RAW DATA Start Marker

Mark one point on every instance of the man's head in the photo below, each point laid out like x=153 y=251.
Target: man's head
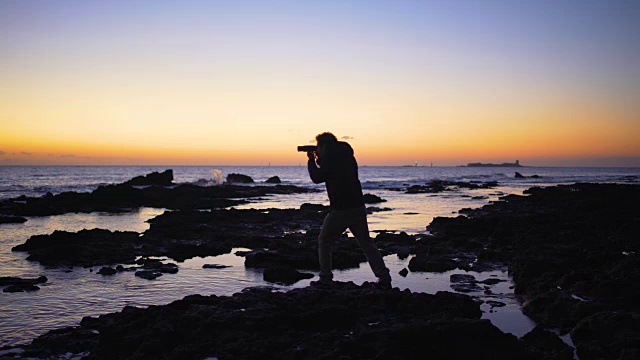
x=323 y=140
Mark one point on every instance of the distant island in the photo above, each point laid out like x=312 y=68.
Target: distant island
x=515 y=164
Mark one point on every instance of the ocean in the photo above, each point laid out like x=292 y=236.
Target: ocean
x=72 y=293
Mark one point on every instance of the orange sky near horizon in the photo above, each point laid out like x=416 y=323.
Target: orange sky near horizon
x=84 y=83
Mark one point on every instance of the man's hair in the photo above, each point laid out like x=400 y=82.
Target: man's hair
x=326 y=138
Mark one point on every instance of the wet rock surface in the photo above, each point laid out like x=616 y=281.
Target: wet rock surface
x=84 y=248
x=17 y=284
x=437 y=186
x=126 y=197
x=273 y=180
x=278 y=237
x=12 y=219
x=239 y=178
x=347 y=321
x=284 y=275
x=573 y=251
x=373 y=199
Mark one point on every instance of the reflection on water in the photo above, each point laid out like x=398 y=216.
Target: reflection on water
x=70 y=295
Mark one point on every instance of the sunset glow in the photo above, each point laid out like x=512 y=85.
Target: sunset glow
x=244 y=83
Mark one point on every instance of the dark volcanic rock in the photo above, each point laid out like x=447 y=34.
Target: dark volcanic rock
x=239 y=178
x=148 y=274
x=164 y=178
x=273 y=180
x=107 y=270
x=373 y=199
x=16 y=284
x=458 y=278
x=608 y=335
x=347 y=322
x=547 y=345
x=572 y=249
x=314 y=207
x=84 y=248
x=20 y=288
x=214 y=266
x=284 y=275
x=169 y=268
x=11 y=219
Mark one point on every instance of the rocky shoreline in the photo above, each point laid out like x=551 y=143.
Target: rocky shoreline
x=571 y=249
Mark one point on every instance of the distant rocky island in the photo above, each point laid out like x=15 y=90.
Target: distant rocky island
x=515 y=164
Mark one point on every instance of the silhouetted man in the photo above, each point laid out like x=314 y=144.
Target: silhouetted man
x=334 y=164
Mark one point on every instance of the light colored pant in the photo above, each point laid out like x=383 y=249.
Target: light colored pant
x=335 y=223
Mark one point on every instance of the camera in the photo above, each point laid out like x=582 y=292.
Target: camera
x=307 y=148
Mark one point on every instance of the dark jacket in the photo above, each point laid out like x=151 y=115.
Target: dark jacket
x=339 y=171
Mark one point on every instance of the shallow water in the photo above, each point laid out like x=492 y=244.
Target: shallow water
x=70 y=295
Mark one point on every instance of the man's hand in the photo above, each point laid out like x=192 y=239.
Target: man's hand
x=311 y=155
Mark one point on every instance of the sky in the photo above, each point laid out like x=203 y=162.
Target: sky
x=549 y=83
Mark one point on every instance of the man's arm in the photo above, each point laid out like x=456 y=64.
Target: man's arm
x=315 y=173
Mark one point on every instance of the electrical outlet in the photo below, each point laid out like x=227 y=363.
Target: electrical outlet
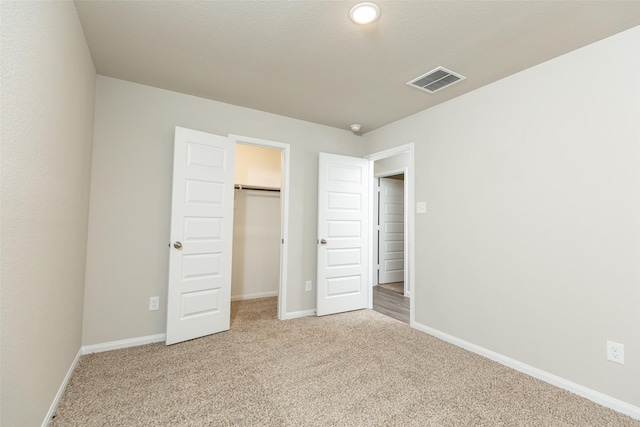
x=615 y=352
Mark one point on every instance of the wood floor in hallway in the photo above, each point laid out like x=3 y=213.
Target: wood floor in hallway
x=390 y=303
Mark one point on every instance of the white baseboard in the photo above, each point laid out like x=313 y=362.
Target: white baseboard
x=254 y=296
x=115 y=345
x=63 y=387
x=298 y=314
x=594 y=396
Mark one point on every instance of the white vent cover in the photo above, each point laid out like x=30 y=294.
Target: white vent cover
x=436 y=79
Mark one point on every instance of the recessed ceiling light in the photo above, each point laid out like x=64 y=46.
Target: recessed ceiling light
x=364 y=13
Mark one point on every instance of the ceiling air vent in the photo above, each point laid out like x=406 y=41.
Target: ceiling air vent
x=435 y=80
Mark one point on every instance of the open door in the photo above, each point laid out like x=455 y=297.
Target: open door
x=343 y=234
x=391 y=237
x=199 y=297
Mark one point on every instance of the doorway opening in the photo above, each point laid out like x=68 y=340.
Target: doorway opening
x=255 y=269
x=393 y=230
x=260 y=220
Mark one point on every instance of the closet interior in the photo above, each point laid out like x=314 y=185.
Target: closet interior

RAW DATA End Marker

WHAT THE TASK REQUIRES: Your copy should match every record exactly and contain no pictures.

SOLUTION FOR THIS PROBLEM:
Mark one point on every instance of the man's head in the photo below, each point laid out like x=153 y=251.
Target: man's head
x=323 y=140
Mark one point on every instance of the distant island in the photo above, each point laid out like x=312 y=68.
Target: distant island
x=515 y=164
Mark one point on every instance of the ocean in the photo above, each point laid out like x=292 y=236.
Target: ocean
x=72 y=293
Mark one point on every instance of the orange sky near horizon in the photo above, each point laid out like x=416 y=323.
Target: orange sky near horizon
x=84 y=83
Mark one point on every instance of the man's hair in the photo above, each point laid out like x=400 y=82.
Target: man's hair
x=326 y=138
Mark one point on every instance of the wet rock surface in the photo above, each point laid out like x=616 y=281.
Target: wet rock surface
x=84 y=248
x=17 y=284
x=437 y=186
x=126 y=197
x=273 y=180
x=278 y=237
x=12 y=219
x=239 y=178
x=347 y=321
x=284 y=275
x=573 y=251
x=373 y=199
Mark one point on every instance of the reflection on water in the photo above, each point laid out like x=398 y=216.
Target: reflection on water
x=70 y=295
Mark one point on every instance of the sunset glow in the photo above, each point laid out like x=512 y=85.
Target: sunset glow
x=244 y=83
Mark one point on every instance of the dark volcanic rock in the photo above, each point laid out like x=447 y=34.
Target: dark volcanic rock
x=239 y=178
x=148 y=274
x=164 y=178
x=273 y=180
x=107 y=270
x=373 y=199
x=16 y=284
x=458 y=278
x=608 y=335
x=347 y=322
x=547 y=345
x=572 y=249
x=314 y=207
x=84 y=248
x=20 y=288
x=214 y=266
x=284 y=275
x=169 y=268
x=11 y=219
Mark one point on every instance of the rocky shoreline in the photo above, each point laid out like x=551 y=143.
Target: rocky shoreline
x=571 y=249
Mark one point on every instance of the distant rocky island in the photo above, each point laid out like x=15 y=90.
Target: distant rocky island
x=515 y=164
Mark one point on every instance of the silhouetted man in the photo above, each point laid out like x=314 y=144.
Target: silhouetted man
x=334 y=164
Mark one point on every instance of the light colored pant in the photo above, each point laid out like x=383 y=249.
Target: light colored pant
x=335 y=223
Mark one point on every instance of the camera in the photo above, each point laid out like x=582 y=292.
Target: camera
x=307 y=148
Mark one point on every instance of the dark jacket in the photo above, each point laid out like x=151 y=115.
Target: dark jacket
x=339 y=171
Mark one point on every instance of the shallow water in the photo above, each point laid out like x=492 y=244.
Target: shallow water
x=70 y=295
Mark one point on every instance of the man's hand in the photo above, each point laid out like x=192 y=239.
Target: man's hand
x=311 y=155
Mark one point on every instance of the sky in the photo above, each point laid out like x=203 y=162.
Target: sky
x=549 y=83
Mark one point on every instance of the man's arm in the photo above, each point laid out like x=456 y=64.
Target: man's arm
x=315 y=173
Mark one point on every instance of the electrical outlet in the photo below, each point laid out like x=227 y=363.
Target: electrical outlet
x=615 y=352
Mark one point on every instance of the wood floor in hallway in the photo above, each point laid out like x=3 y=213.
Target: wood floor in hallway
x=390 y=303
Mark one point on every instance of the white baseboard in the photo above, each point laid out like x=313 y=362.
Target: white baseboard
x=254 y=296
x=115 y=345
x=63 y=387
x=298 y=314
x=594 y=396
Mark one point on every instance of the white vent cover in the photo above, each point laid out like x=30 y=294.
Target: white vent cover
x=436 y=79
Mark one point on every instance of the recessed ceiling light in the photo above, each point laid out like x=64 y=46.
Target: recessed ceiling light
x=364 y=13
Mark one point on every instance of the ceiling air vent in the photo above, each point laid out like x=406 y=41.
Target: ceiling air vent
x=435 y=80
Mark one point on every instance of the open door in the photo above, each point laid out like x=455 y=297.
Target: open door
x=343 y=234
x=391 y=237
x=199 y=297
Mark one point on every instance of the doorway opening in the photo above, each point laid out like x=68 y=340.
Target: doorway opening
x=255 y=269
x=393 y=230
x=260 y=220
Mark one point on every instance of the closet interior in the photo above, each point laid out like x=314 y=185.
Target: closet interior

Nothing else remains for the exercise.